• [What you will do]:
Can you reproduce the mailing-list post on Nixonizing U.S. currency starting at "--- On Thu, 10/1/09, Kevin" and ending at "play one on TV.", with "economist" replaced by "banker"?

• [Page text]:
◆ ◆ ◆ ◆ ◆

IVIV (8): Nixonizing U.S. Currency

Mark Kohut markekohut at yahoo.com
Thu Oct 1 12:41:17 CDT 2009


One not-too-controversial ob about Pynchon and the Gold Standard:

World wars linked to hyperinflation....world wars 'paid for" by gold....




--- On Thu, 10/1/09, Kevin Troy <kevin.troy at gmail.com> wrote:

> From: Kevin Troy <kevin.troy at gmail.com>
> Subject: Re: IVIV (8): Nixonizing U.S. Currency
> To: pynchon-l at waste.org
> Date: Thursday, October 1, 2009, 1:24 AM
> "Have you ever looked at a dollar
> bill -- _on weed_?"
> --_Half-Baked_
> 
> I am not an economist, nor do I play one on TV.
> 
> But I sure have taken enough international relations
> courses to take a
> stab at explaining the BRETTON WOODS SYSTEM and its
> collapse in 1971.
> 
> If you'd rather not, the simple answer is that David
> Morris's
> explanation (quoted at the end) is sufficient for most
> Pynchon fans to
> riff on without being Wrong About How Economics
> Works:  the U.S. spent
> too much money on the war in Vietnam, so its currency
> regime collapsed
> underneath it.
> 
> Our story so far:
> 
> At the end of and right after WWII, the Western nations got
> together
> and determined some ground rules for how international
> trade and
> development would be conducted in the post-war world. 
> The reasoning
> was that WWII had been caused, in some ways, by the
> Depression, so
> what the world needed was economic recovery and no more
> Depressions.
> And since failures of international trading regimes -- for
> example,
> the tarrif wars that went on during the early 30s -- had
> been a major
> cause of the Depression, the road to economic recovery and
> stability
> lay (at least partly) through what today the kids are
> calling
> globalization of the economy.
> 
> Lots of formal and informal institutions and arrangements
> came out of
> those meetings, including GATT (the precursor to the World
> Trade
> Organization), the World Bank, and, most important to our
> Nixon
> fixation, a system of fixed exchange rates that was backed
> by the
> International Monetary Fund (IMF).

◆ ◆ ◆ ◆ ◆

• [Excerpted records]:
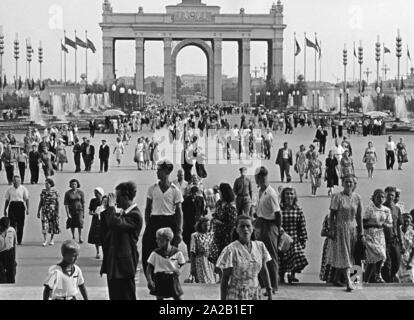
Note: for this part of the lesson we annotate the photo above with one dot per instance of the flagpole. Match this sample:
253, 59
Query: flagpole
294, 58
304, 73
65, 57
86, 41
76, 60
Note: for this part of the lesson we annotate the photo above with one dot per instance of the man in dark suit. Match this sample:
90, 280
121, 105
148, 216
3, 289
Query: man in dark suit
120, 260
284, 161
89, 155
104, 153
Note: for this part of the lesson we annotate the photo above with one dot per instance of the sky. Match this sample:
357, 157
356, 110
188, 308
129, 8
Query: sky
335, 22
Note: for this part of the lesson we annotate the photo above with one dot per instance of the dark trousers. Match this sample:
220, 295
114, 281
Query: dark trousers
104, 165
122, 289
243, 205
9, 173
149, 242
34, 172
285, 170
22, 170
17, 211
77, 163
392, 264
390, 159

◆ ◆ ◆ ◆ ◆

• [Result of this task]:
--- On Thu, 10/1/09, Kevin Troy <kevin.troy at gmail.com> wrote:

> From: Kevin Troy <kevin.troy at gmail.com>
> Subject: Re: IVIV (8): Nixonizing U.S. Currency
> To: pynchon-l at waste.org
> Date: Thursday, October 1, 2009, 1:24 AM
> "Have you ever looked at a dollar
> bill -- _on weed_?"
> --_Half-Baked_
> 
> I am not an banker, nor do I play one on TV.